Box annotations for photos
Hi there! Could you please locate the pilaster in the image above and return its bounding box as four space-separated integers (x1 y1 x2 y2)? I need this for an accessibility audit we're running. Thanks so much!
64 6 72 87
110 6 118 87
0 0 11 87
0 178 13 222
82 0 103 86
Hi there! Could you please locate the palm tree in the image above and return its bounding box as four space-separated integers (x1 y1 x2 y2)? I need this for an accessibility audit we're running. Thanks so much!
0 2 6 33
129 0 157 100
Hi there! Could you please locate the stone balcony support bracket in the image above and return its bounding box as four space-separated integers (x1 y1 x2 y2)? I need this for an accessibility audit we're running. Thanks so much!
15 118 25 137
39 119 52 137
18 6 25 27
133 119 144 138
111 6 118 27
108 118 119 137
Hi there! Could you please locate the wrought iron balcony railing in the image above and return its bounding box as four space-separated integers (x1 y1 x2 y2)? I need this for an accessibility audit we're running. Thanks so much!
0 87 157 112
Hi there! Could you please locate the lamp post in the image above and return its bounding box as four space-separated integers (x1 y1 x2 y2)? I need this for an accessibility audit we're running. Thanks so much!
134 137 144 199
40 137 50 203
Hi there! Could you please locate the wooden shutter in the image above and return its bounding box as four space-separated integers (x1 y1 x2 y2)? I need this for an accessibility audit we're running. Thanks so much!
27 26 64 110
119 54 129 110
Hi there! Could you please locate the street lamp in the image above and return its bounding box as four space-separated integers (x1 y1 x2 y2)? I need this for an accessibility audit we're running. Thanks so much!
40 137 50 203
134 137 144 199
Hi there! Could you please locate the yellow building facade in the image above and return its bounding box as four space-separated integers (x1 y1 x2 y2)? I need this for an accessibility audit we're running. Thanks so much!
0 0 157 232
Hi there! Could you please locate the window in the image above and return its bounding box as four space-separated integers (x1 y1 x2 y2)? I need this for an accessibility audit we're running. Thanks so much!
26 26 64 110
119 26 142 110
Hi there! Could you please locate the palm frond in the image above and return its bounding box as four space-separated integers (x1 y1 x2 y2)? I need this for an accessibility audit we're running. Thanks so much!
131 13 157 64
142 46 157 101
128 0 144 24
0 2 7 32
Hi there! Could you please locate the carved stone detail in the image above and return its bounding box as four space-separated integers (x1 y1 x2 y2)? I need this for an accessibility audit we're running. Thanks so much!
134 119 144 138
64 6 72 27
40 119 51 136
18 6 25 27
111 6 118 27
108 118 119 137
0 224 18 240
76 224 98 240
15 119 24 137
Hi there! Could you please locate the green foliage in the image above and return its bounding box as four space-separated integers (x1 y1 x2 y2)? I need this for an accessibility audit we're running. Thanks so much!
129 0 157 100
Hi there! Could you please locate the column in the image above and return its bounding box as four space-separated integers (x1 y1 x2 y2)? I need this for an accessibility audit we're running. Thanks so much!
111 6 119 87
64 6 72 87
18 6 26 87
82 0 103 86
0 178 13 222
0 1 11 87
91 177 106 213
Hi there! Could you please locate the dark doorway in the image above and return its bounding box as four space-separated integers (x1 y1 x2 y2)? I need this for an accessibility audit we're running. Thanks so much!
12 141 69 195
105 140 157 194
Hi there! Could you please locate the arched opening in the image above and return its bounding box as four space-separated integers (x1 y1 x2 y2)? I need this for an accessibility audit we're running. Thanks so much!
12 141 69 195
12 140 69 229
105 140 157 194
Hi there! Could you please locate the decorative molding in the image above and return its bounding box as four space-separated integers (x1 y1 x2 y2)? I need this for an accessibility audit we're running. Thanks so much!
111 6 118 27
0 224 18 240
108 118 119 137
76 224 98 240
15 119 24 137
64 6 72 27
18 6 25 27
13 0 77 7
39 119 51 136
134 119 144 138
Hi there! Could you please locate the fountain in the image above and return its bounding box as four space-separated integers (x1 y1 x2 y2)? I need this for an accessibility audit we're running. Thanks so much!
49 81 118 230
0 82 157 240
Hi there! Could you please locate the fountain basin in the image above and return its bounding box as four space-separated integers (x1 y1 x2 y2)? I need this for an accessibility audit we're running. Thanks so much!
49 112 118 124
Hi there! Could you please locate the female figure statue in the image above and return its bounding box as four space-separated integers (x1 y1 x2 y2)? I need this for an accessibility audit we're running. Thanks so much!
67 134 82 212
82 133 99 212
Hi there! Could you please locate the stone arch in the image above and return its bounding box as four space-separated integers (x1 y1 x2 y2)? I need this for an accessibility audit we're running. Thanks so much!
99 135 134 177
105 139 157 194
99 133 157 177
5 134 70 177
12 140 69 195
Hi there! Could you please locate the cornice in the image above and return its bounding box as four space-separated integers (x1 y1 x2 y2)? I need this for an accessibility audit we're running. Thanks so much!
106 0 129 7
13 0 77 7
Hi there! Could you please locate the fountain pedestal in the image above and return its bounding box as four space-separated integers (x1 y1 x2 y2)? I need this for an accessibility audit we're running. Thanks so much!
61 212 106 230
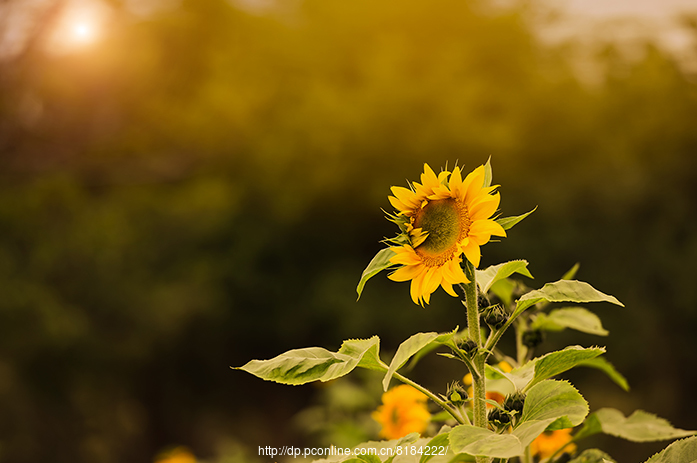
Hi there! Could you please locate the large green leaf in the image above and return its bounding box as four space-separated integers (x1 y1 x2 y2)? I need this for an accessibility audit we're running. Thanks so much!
513 280 624 318
577 408 696 442
356 248 395 299
475 260 533 293
450 418 555 458
578 357 629 391
646 437 697 463
531 307 608 336
419 434 450 463
526 346 605 389
382 328 457 390
569 449 615 463
450 380 588 458
495 206 537 230
520 379 588 432
494 346 605 391
234 336 385 385
489 278 518 307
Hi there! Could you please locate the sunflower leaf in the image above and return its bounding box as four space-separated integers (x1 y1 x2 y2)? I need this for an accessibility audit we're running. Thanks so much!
511 280 624 318
449 418 555 458
519 379 588 432
494 346 605 391
356 248 396 300
382 328 458 390
569 449 615 463
419 431 450 463
232 336 386 385
495 206 537 230
474 259 534 293
483 156 494 188
530 307 609 336
578 357 629 391
576 408 696 442
646 437 697 463
450 424 524 458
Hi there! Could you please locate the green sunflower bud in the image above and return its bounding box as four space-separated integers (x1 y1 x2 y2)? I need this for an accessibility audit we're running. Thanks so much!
523 330 544 349
447 381 467 407
489 408 511 427
503 392 525 414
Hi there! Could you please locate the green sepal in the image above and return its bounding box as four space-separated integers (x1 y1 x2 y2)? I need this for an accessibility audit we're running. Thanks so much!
356 248 396 300
574 408 697 442
569 449 616 463
382 327 459 391
231 336 386 385
494 206 537 230
450 380 588 458
489 278 519 307
530 307 609 336
474 259 534 293
646 437 697 463
419 432 450 463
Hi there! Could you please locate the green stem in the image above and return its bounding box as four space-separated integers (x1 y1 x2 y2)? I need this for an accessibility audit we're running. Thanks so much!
394 372 469 424
464 260 489 463
515 319 529 367
523 445 532 463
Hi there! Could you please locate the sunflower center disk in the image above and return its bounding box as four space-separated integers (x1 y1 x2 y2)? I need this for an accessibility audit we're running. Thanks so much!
414 198 471 267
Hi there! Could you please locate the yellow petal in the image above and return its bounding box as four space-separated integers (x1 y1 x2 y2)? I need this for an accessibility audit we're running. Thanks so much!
443 257 469 284
421 164 440 187
409 228 428 248
467 220 506 246
462 166 485 202
450 166 464 199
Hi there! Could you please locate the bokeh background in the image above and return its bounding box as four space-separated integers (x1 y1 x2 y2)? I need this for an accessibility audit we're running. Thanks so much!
0 0 697 463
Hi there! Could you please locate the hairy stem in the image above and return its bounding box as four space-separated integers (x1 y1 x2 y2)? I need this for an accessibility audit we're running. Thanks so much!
464 260 489 463
394 373 469 424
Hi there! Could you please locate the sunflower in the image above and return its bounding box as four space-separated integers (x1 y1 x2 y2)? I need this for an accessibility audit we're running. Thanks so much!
372 384 431 439
530 428 576 458
388 164 506 306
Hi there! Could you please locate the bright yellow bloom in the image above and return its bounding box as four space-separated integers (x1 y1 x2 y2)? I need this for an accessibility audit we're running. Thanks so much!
155 447 196 463
530 428 576 458
372 384 431 439
388 164 506 306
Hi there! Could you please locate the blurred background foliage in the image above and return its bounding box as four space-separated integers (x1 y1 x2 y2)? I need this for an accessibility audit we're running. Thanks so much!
0 0 697 463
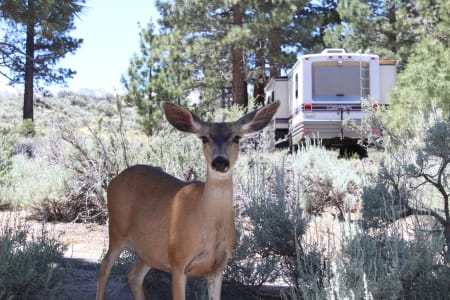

## EXERCISE PROMPT
Copy the records from the line containing "Hi there! Could you please locate the large" through the line containing "450 424 524 458", inclusive. Swap "large green leaf" for "broad green leaf" and keep everything else unchanged.

## EXERCISE RESULT
Hi there! Could you please locate the broad green leaf in the image above and return its bounding box as four space-separated integers (x1 y1 x2 y2)? I need this for an accessibility audit we're running. Thanks so much!
513 280 624 318
577 408 696 442
356 248 395 299
475 260 533 293
450 418 555 458
578 357 629 391
646 437 697 463
531 307 608 336
419 434 450 463
526 346 605 389
382 328 457 390
569 449 615 463
450 380 588 458
495 206 537 230
520 379 588 432
494 346 605 391
234 336 385 385
489 278 518 307
Hi there! Could you please locate the sunflower leaf in the image above and return its bounding box as four space-separated integers (x1 y1 x2 y2)? I need this for an accessibility audit we're running. Thanks so much!
511 280 624 318
449 418 555 458
519 379 588 432
494 346 605 391
356 248 396 300
382 328 458 390
569 449 615 463
419 431 450 463
232 336 386 385
495 206 537 230
474 259 534 293
483 156 494 188
530 307 609 336
578 357 629 391
576 408 696 442
646 437 697 463
450 424 524 458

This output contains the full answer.